**Reading text:**

#####

Morning routines, is it important or just a hype? The Internet is full of ideas and variations of good routines. Many great entrepreneurs and leaders cite their morning routine as a large contributor to their success. There are even books written solely on this subject.
Like it or not, you have already established some form of morning routine. On a daily basis we carry out activities in a certain order without much thinking – washing up, making coffee, checking our phones, reading the newspaper, making breakfast, et cetera. The question then is what are the good ones, which supposedly can contribute positively to what you want to become or achieve.
For years I go through my mornings without giving much thought to it. Hit that snooze button, drag my body to the bathroom, wash-up, down the coffee, check my phone and so on. After many years of waking up and doing life, we sort of follow a certain flow automatically.
Lately though, maybe due to wisdom that comes with age, I began to scrutinise my morning routine to see if I could do it better. I suddenly feel that life is short and there is so much I still want to do. Starting the day with a good routine can set a good foundation for the rest of the day.
For me, my aspired morning routine is concentrated on the small window of time when I am alone in the morning, when my boys, wife and the little squirrels up the tree are still asleep. Ambitious to some, child-play for the morning elites, I set my alarm clock at 5am.
Disclaimer – At this point I am writing on what I aspire to achieve as my morning routine. Writing what is ideal is easy. Practising it daily is another story. But still, we have to start somewhere.
After some soul-searching (read copying ideas from others) and experimenting, I believe the following four elements are important for you to set a positive rhythm to start your day:
Get enough sleep
Any good morning routine must start with a good night sleep. That is at least 7 hours of quality rest for us adults. Can’t cheat here. Insufficient quality sleep means you will be less than 100% to tackle the challenges of the day.
Getting up at the same time daily is important too. We often hear that people who wake up earlier are more productive. This does not mean that night owls can’t have a productive morning that leads to a productive day. Their mornings may start a little later, but it can be also productive nonetheless.
What time you wake up is not as important as getting up at the same time each day. Waking up at the same time each day will help you get in tune with your body’s clock. Our bodies follow a circadian rhythm which is often referred to as the internal clock. This internal clock helps regulate the level of sleepiness and wakefulness over a 24 hour period.
Try to go to bed and wake up consistently daily so that the circadian rhythm is stable, which will then lead to optimum hormone levels, body temperature, metabolism, and immune system.
Get in touch
Once I am up, the first thing I should do is to get in tune with my inner being. I used the auxiliary verb ‘should’ because really, I don’t. Usually I would get up, brush my teeth and proceed to coffee without much thinking in between.
But I do think that it is important to wake up and get in touch with your inner self. Thank God for his blessings or recall things that you can be grateful for. Journaling and writing down your aspirations would be great. Note down ideas that come to you. Read a book passage that encourages your soul. Do what works for you. The idea is to get in touch with yourself and what is important to you.

#####

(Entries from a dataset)
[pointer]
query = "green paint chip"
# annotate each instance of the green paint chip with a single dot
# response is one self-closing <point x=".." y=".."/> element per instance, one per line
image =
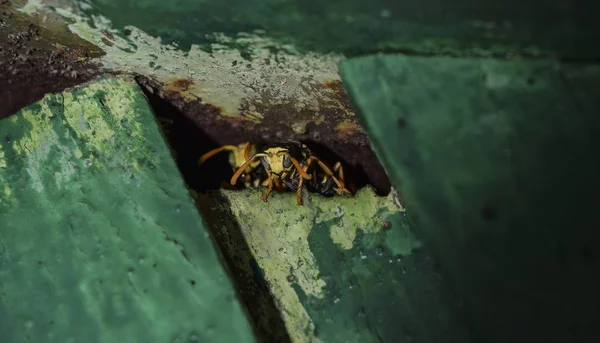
<point x="99" y="236"/>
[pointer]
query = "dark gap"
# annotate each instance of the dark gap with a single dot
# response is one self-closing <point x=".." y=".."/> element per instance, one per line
<point x="188" y="143"/>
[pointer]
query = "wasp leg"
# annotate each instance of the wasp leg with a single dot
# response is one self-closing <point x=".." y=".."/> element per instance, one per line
<point x="270" y="187"/>
<point x="337" y="168"/>
<point x="328" y="171"/>
<point x="301" y="182"/>
<point x="278" y="186"/>
<point x="247" y="151"/>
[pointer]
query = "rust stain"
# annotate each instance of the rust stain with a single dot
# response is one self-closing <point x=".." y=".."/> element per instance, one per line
<point x="106" y="41"/>
<point x="335" y="85"/>
<point x="181" y="87"/>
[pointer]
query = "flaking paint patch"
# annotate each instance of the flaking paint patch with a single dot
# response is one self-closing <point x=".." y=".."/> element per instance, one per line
<point x="215" y="81"/>
<point x="91" y="119"/>
<point x="278" y="238"/>
<point x="2" y="159"/>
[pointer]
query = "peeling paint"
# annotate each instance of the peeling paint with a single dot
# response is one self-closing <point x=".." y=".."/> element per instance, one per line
<point x="222" y="78"/>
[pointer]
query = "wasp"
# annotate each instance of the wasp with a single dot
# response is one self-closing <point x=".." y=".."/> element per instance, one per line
<point x="289" y="163"/>
<point x="253" y="174"/>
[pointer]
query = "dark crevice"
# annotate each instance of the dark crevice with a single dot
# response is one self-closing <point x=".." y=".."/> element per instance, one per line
<point x="188" y="143"/>
<point x="188" y="140"/>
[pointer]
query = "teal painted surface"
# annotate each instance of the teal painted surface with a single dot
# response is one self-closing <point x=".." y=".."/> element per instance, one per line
<point x="496" y="163"/>
<point x="99" y="238"/>
<point x="377" y="294"/>
<point x="355" y="27"/>
<point x="340" y="269"/>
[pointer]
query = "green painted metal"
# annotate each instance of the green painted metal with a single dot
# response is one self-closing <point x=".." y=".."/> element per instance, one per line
<point x="339" y="269"/>
<point x="355" y="27"/>
<point x="495" y="161"/>
<point x="100" y="240"/>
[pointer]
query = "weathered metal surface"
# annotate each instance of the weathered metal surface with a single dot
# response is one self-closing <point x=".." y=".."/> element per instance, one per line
<point x="100" y="240"/>
<point x="496" y="162"/>
<point x="264" y="93"/>
<point x="342" y="269"/>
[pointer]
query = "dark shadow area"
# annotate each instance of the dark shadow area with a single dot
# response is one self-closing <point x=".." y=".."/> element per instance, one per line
<point x="188" y="143"/>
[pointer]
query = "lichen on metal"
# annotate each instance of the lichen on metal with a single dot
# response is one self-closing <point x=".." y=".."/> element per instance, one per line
<point x="277" y="233"/>
<point x="215" y="77"/>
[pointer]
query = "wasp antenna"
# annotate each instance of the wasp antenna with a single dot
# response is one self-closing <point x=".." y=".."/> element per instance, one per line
<point x="300" y="170"/>
<point x="213" y="152"/>
<point x="241" y="169"/>
<point x="330" y="173"/>
<point x="247" y="151"/>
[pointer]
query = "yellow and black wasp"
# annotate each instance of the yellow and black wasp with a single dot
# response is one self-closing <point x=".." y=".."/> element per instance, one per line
<point x="289" y="164"/>
<point x="253" y="175"/>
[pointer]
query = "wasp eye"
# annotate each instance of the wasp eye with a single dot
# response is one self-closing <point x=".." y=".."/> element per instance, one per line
<point x="287" y="162"/>
<point x="265" y="163"/>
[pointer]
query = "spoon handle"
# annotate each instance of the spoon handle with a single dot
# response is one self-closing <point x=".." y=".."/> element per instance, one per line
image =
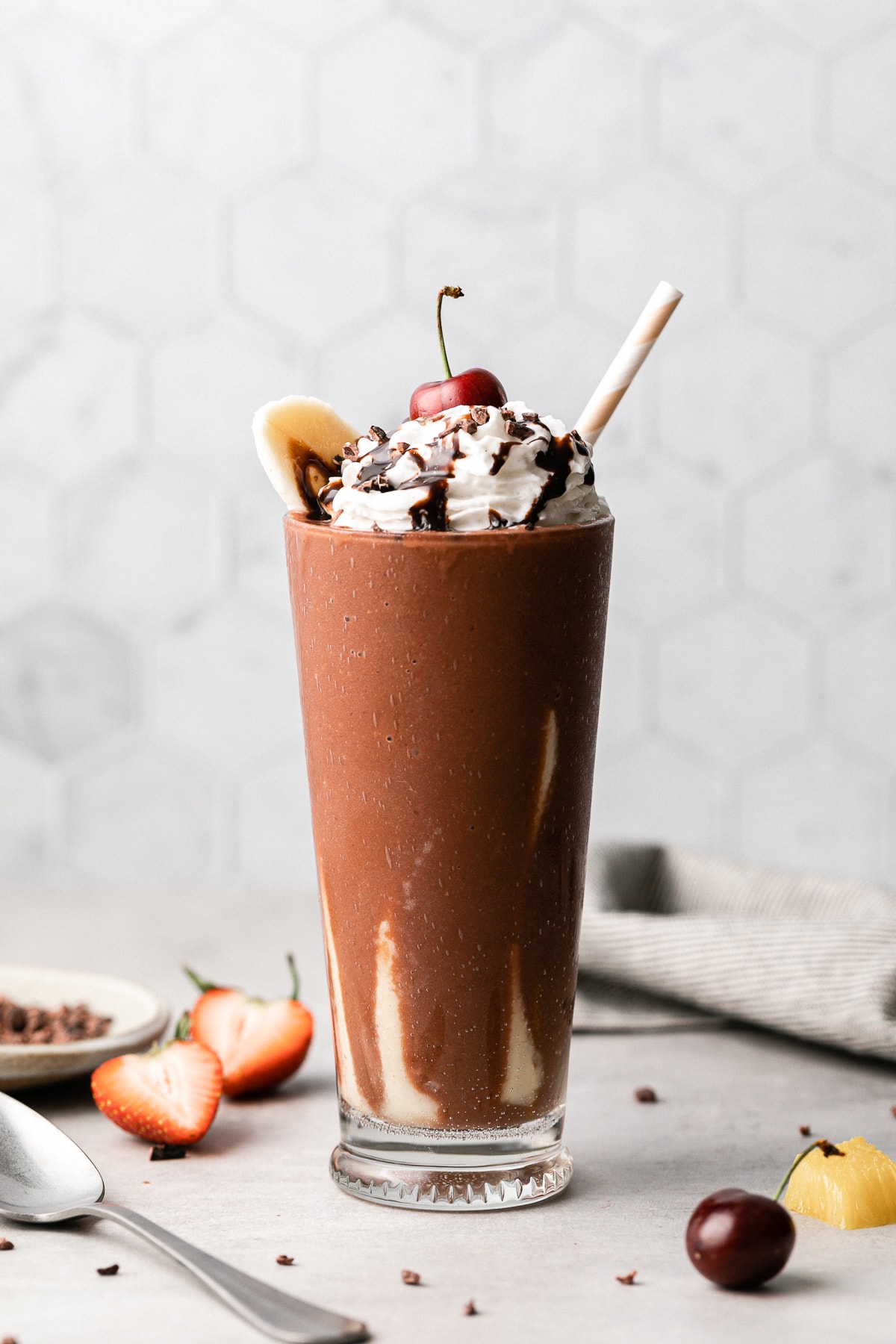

#####

**Directions:**
**A)** In the text on morning routines, how many hours of quality rest does the writer say adults need at a minimum?
**B)** Proceed with the text on morning routines, picking up right after its final sentence.

**Answers to each task:**
**A)** At least 7 hours.

**B)**
Christians can use this session to have devotion – a quiet time with God, praying and meditating on His word. Buddhists can take the time to centre themselves with good posture, steady breathing and mindfulness. Learn some basic mantras. Pray for the well-being of your family and friends. Regardless of religion, get your spiritual being aligned with your maker.
Get some movement
The next thing I work on is my physical fitness. I try to put more time on this element as I am currently training for a 100km trail ultra. It can be really hard sometimes, but I do my best to haul my ass out the door every morning, except for rest days.
Running is my thing but it is just one of the many movements you can choose from. What you want is to get moving and elevate your heart rate. The volume and intensity of your workout will depend on your level of fitness. You don’t have to exercise till it sucks, but aim for a good effort.
Start easy if you have not been active. Get out of the house for cool fresh air. Try brisk walking and work it up to running. If you would rather stay indoor, invest in a treadmill or elliptical trainer. Any form of cardio workout is good.
Personally I believe the morning workout is good because it improves physical energy and enhances focus throughout the day. It will also increase your metabolism and self-esteem at the same time. You will feel a sense of accomplishment, knowing that you have completed an important task.
Waking up early to exercise will also help you sleep better at night in return. Your body will enjoy a healthy sense of fatigue at the end of the day and you will be ready to sleep well. And the positive cycle continues.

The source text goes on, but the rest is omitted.